==== Exercise materials

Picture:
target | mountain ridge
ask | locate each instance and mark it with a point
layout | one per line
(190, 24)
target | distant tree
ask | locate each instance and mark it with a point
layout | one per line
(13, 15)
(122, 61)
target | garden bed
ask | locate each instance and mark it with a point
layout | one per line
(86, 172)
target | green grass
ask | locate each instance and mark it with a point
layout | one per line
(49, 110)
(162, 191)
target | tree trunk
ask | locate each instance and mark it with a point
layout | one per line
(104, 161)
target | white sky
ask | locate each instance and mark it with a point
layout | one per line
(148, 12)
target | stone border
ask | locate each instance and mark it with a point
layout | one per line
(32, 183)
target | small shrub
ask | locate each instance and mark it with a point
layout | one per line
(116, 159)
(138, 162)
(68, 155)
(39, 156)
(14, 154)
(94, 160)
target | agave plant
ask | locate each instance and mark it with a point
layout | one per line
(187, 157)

========

- Your instructions: The answer should consist of every line above in which "tree" appears.

- Reply to the exercise:
target | distant tree
target | tree trunk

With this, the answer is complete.